Collected data
* * * * *

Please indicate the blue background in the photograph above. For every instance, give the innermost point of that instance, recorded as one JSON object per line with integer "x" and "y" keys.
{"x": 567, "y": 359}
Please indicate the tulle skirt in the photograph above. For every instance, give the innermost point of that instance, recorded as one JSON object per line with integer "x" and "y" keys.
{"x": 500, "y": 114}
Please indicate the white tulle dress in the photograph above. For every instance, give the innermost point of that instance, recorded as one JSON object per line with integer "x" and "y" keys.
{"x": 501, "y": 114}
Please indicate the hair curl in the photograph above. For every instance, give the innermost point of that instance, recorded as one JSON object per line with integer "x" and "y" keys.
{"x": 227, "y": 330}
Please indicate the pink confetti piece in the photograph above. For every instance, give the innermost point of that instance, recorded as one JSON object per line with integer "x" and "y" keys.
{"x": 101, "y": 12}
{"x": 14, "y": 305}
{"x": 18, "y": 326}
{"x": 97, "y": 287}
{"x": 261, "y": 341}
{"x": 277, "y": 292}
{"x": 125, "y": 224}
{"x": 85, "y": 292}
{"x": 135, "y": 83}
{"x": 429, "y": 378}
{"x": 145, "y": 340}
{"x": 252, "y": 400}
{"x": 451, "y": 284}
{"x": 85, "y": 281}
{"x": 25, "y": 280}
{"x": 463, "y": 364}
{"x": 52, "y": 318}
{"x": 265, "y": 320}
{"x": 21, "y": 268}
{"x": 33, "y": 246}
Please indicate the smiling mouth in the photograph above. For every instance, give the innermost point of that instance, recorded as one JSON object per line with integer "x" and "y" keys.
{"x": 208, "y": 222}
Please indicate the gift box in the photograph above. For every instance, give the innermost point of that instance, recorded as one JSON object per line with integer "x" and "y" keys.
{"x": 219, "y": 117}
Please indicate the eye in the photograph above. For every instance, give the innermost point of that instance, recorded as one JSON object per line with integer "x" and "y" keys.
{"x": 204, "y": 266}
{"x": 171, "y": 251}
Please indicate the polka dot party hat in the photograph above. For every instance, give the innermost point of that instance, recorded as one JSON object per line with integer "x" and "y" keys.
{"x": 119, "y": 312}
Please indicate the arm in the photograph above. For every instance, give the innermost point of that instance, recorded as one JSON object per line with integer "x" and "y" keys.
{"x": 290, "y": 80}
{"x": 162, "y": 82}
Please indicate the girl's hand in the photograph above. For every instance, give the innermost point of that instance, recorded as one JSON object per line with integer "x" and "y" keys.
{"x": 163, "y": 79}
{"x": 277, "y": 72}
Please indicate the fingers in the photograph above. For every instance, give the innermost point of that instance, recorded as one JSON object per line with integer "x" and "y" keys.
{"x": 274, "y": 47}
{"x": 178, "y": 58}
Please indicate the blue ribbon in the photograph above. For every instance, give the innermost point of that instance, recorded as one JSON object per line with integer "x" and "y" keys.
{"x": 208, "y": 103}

* * * * *

Change "innermost point" to "center point" throughout the material above, and leave everything else unchanged.

Please indicate the blue background in the photograph above. For every instance, give the center point of that instance, recorded as one JSON object per line with integer "x" and "y" keys.
{"x": 567, "y": 359}
Please indicate the tulle skirt in the photograph above. For every instance, give the center point of that instance, recorded as one JSON object per line with integer "x" and "y" keys.
{"x": 500, "y": 114}
Please indicate the white tulle dress in the photograph above. For every instance, give the center point of that instance, recorded as one JSON object per line with integer "x" and "y" keys.
{"x": 501, "y": 114}
Please indicate the hair curl in the photograph above. For every instance, give the center point of that instance, recorded as one JSON object per line with integer "x" and "y" keys.
{"x": 227, "y": 330}
Please indicate the pink confetti piece in the photograph above. For every instance, give the center point of that instance, recorded as one JSON object per line with integer "x" and "y" keys.
{"x": 101, "y": 12}
{"x": 14, "y": 305}
{"x": 18, "y": 326}
{"x": 97, "y": 287}
{"x": 261, "y": 341}
{"x": 277, "y": 292}
{"x": 125, "y": 224}
{"x": 85, "y": 292}
{"x": 135, "y": 83}
{"x": 429, "y": 378}
{"x": 145, "y": 340}
{"x": 252, "y": 400}
{"x": 451, "y": 284}
{"x": 85, "y": 281}
{"x": 25, "y": 280}
{"x": 463, "y": 364}
{"x": 52, "y": 318}
{"x": 265, "y": 320}
{"x": 21, "y": 268}
{"x": 33, "y": 246}
Please indicate the smiling mouth in the photograph above. For every instance, give the center point of that instance, recorded as one JSON object per line with integer "x" and "y" keys.
{"x": 208, "y": 222}
Please indicate the gift box in the photograph above. For every instance, give the center point of that instance, recorded as one JSON object per line with integer "x" and "y" keys.
{"x": 219, "y": 117}
Please indicate the eye in the photograph above. For every instance, give the center point of that instance, recorded as one JSON object per line with integer "x" and "y" keys.
{"x": 204, "y": 266}
{"x": 171, "y": 251}
Please indicate the polka dot party hat in the photograph above. For every instance, give the center point of that instance, recorded as one JSON object per line with integer "x" and "y" keys.
{"x": 119, "y": 312}
Please indicate the arm in the photograph above. For every instance, give the center point of that instance, recorded as one JSON object per line with integer "x" and "y" keys.
{"x": 290, "y": 80}
{"x": 162, "y": 82}
Please indicate the girl's hand in the photograph above. For every instance, give the center point of that instance, recorded as one JSON object per line with integer "x" and "y" keys.
{"x": 163, "y": 79}
{"x": 277, "y": 72}
Please indicate the fingers in the photograph above. For every instance, give the center point of that instance, recorded as one JSON object per line with integer "x" and "y" keys.
{"x": 274, "y": 47}
{"x": 178, "y": 58}
Please indicate the blue ribbon in the photograph above. For every instance, give the center point of that instance, recorded as one JSON object per line with integer "x" and "y" keys.
{"x": 208, "y": 103}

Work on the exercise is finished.